Exercise aim:
Read the data and repeat it in full, exactly.

Supplied material:
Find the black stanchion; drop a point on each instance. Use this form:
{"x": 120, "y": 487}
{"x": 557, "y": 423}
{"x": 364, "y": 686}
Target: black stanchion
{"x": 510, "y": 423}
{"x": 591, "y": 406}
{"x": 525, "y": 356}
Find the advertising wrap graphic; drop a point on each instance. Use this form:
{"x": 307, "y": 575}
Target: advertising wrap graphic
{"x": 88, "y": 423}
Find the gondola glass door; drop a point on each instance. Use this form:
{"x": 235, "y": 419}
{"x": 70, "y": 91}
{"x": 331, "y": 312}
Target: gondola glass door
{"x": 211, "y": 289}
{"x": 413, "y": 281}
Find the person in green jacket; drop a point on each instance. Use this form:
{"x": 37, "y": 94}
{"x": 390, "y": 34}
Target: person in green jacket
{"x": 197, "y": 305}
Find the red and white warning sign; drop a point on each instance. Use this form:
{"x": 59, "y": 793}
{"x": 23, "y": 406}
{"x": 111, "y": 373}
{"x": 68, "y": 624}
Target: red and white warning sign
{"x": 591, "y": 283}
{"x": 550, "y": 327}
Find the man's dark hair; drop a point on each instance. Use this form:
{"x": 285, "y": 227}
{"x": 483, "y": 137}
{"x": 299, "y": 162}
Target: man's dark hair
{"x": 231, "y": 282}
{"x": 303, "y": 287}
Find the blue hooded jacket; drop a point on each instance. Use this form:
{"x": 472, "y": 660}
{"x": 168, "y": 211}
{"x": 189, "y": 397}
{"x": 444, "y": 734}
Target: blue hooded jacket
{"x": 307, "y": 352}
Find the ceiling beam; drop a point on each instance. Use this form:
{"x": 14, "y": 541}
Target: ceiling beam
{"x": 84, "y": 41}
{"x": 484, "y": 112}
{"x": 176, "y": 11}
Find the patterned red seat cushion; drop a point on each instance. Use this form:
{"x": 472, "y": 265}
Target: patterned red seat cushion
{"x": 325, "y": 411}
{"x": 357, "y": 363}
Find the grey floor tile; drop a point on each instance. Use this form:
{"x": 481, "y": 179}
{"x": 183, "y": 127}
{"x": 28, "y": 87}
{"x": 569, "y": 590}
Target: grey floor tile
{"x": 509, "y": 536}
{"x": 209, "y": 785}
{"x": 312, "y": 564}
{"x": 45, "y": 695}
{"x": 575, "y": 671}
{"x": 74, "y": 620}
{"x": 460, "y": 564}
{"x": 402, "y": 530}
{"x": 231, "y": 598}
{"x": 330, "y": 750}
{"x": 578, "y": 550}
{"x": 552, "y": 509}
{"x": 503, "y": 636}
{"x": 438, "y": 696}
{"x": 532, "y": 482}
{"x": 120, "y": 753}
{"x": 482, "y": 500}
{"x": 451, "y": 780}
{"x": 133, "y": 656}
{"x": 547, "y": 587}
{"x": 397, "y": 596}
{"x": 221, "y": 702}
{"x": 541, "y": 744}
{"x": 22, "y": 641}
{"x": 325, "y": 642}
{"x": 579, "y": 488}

Final result:
Find the black stanchion; drop a point on each instance. Use this form:
{"x": 120, "y": 487}
{"x": 557, "y": 423}
{"x": 364, "y": 686}
Target: black stanchion
{"x": 510, "y": 423}
{"x": 591, "y": 406}
{"x": 525, "y": 356}
Find the advertising wrap graphic; drop a point on each instance. Use this form:
{"x": 307, "y": 575}
Target: advertising wrap graphic
{"x": 88, "y": 423}
Find the gondola glass door; drop a point on each instance. Use this form:
{"x": 235, "y": 419}
{"x": 70, "y": 91}
{"x": 331, "y": 312}
Target: gondola glass door
{"x": 211, "y": 289}
{"x": 413, "y": 281}
Find the person in green jacket; drop a point on each instance. Use this form:
{"x": 37, "y": 94}
{"x": 390, "y": 34}
Target: person in green jacket
{"x": 197, "y": 305}
Find the red and white warning sign; drop a point on each instance. Use this form:
{"x": 59, "y": 793}
{"x": 23, "y": 406}
{"x": 111, "y": 373}
{"x": 68, "y": 624}
Target: red and white warning sign
{"x": 591, "y": 283}
{"x": 550, "y": 327}
Find the man's dark hair; drop a point on each instance. Use this form:
{"x": 285, "y": 227}
{"x": 483, "y": 137}
{"x": 299, "y": 162}
Target: man's dark hair
{"x": 231, "y": 282}
{"x": 303, "y": 287}
Find the blue hooded jacket; drop a point on each instance. Use this form:
{"x": 472, "y": 660}
{"x": 168, "y": 211}
{"x": 189, "y": 397}
{"x": 444, "y": 734}
Target: blue hooded jacket
{"x": 307, "y": 352}
Find the ceiling beam; drop a point on each instance. Use this form:
{"x": 14, "y": 541}
Target: ceiling beam
{"x": 84, "y": 41}
{"x": 484, "y": 112}
{"x": 176, "y": 11}
Find the patterned red seat cushion; drop a point on each instance. Use this form:
{"x": 472, "y": 265}
Target: patterned red seat cushion
{"x": 325, "y": 411}
{"x": 357, "y": 363}
Find the grey floor tile; drop a point on each instance. Use this form:
{"x": 481, "y": 179}
{"x": 183, "y": 127}
{"x": 28, "y": 87}
{"x": 569, "y": 590}
Target: grey floor tile
{"x": 509, "y": 536}
{"x": 209, "y": 785}
{"x": 312, "y": 564}
{"x": 45, "y": 695}
{"x": 575, "y": 671}
{"x": 74, "y": 620}
{"x": 460, "y": 564}
{"x": 402, "y": 530}
{"x": 231, "y": 598}
{"x": 330, "y": 750}
{"x": 578, "y": 550}
{"x": 552, "y": 509}
{"x": 503, "y": 636}
{"x": 438, "y": 696}
{"x": 532, "y": 482}
{"x": 120, "y": 753}
{"x": 482, "y": 500}
{"x": 451, "y": 780}
{"x": 133, "y": 656}
{"x": 547, "y": 587}
{"x": 397, "y": 596}
{"x": 221, "y": 702}
{"x": 541, "y": 744}
{"x": 22, "y": 641}
{"x": 325, "y": 642}
{"x": 579, "y": 488}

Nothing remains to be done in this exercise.